Records of labeled boxes
★ ★ ★ ★ ★ ★ ★
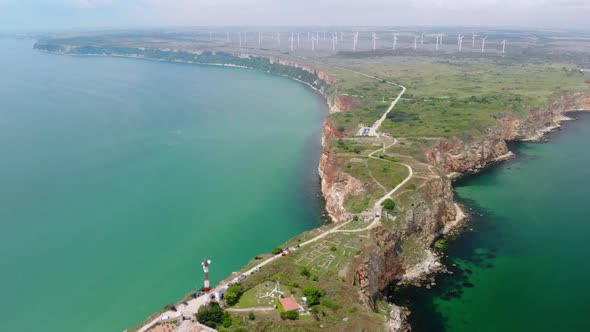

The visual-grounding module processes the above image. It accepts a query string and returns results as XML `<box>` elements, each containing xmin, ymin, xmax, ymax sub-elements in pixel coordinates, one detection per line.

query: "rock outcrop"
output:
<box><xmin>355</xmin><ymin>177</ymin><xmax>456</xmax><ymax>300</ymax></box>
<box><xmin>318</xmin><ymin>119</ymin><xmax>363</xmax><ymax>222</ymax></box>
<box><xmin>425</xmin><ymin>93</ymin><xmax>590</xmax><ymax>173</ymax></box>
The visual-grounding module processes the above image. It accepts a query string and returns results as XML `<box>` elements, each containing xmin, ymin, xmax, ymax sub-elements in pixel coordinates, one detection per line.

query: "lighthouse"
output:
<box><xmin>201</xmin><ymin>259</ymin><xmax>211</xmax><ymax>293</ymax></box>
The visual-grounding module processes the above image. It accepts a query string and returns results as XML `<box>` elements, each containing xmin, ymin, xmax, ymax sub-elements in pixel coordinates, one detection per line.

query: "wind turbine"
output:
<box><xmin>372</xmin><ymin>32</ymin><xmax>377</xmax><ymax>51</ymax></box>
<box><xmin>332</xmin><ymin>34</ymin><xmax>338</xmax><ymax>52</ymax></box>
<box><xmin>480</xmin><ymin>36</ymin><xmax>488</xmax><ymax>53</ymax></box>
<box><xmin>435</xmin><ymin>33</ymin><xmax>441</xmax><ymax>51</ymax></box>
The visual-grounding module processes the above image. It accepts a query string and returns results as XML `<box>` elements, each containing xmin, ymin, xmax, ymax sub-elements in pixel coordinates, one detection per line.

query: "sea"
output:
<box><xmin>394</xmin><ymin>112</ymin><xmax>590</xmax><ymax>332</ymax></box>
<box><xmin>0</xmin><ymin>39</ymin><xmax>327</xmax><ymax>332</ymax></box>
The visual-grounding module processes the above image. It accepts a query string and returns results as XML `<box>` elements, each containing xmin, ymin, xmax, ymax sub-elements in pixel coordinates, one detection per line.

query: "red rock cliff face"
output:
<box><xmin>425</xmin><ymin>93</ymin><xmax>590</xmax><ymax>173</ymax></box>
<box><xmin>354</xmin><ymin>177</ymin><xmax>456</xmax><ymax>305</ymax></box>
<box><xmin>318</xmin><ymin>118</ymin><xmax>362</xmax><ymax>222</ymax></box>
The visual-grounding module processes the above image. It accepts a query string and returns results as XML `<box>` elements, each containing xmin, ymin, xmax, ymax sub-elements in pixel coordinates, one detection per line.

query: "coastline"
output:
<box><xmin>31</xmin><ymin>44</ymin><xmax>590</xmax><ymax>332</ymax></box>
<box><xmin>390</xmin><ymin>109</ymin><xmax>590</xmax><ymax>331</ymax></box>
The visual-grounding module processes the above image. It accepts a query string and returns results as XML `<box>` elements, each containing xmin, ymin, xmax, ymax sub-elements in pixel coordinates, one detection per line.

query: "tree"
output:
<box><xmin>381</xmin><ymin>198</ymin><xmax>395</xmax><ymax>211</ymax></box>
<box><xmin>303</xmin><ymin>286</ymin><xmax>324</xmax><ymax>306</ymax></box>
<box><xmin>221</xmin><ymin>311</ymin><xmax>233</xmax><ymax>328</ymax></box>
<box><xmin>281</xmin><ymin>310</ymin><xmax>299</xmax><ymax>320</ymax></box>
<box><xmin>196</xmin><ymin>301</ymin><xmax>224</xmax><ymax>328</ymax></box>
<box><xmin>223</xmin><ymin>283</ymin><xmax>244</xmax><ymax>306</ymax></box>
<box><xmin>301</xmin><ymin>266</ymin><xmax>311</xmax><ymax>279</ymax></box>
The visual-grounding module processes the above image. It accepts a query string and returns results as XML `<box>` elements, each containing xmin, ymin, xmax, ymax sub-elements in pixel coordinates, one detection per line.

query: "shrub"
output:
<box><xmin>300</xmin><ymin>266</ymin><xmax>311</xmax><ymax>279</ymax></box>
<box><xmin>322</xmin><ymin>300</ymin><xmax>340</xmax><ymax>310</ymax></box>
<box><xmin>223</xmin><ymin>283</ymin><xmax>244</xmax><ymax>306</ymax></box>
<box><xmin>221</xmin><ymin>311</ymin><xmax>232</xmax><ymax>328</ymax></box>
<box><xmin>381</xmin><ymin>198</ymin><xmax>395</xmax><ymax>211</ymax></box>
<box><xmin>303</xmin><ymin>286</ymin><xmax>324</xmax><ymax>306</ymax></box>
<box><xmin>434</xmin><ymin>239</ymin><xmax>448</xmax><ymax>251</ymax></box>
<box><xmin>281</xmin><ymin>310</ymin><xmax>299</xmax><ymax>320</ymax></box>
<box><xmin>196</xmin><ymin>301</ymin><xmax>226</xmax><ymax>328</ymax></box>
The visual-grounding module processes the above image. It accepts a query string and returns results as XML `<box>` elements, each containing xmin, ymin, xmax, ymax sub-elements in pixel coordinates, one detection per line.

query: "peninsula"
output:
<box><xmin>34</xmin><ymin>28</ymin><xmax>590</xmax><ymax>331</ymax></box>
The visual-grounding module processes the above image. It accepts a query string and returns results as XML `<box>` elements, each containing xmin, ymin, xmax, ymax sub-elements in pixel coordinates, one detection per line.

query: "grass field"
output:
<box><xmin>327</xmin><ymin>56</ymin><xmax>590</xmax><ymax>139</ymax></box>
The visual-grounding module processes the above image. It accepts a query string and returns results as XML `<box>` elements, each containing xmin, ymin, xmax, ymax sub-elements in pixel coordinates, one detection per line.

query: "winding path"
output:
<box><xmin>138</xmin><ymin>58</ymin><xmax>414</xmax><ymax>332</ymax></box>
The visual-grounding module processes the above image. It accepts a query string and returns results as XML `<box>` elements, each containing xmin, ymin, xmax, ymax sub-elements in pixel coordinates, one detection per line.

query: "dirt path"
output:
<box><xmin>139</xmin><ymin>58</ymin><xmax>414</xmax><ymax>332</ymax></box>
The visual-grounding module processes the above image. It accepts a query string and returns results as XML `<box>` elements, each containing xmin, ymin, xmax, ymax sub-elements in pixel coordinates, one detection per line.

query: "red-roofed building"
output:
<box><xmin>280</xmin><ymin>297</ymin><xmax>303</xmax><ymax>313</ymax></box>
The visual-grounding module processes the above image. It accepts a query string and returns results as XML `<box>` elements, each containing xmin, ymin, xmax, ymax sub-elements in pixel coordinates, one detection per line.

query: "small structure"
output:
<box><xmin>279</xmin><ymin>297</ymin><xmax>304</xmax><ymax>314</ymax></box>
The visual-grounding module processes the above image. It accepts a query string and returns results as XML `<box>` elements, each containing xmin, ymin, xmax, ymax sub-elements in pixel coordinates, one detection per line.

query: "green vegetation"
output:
★ ★ ★ ★ ★ ★ ★
## What this task involves:
List every line of the material above that contains the string "rock", treating uppercase and lowercase as different.

## Answer to the exercise:
query: "rock outcrop"
query: "red rock cliff face"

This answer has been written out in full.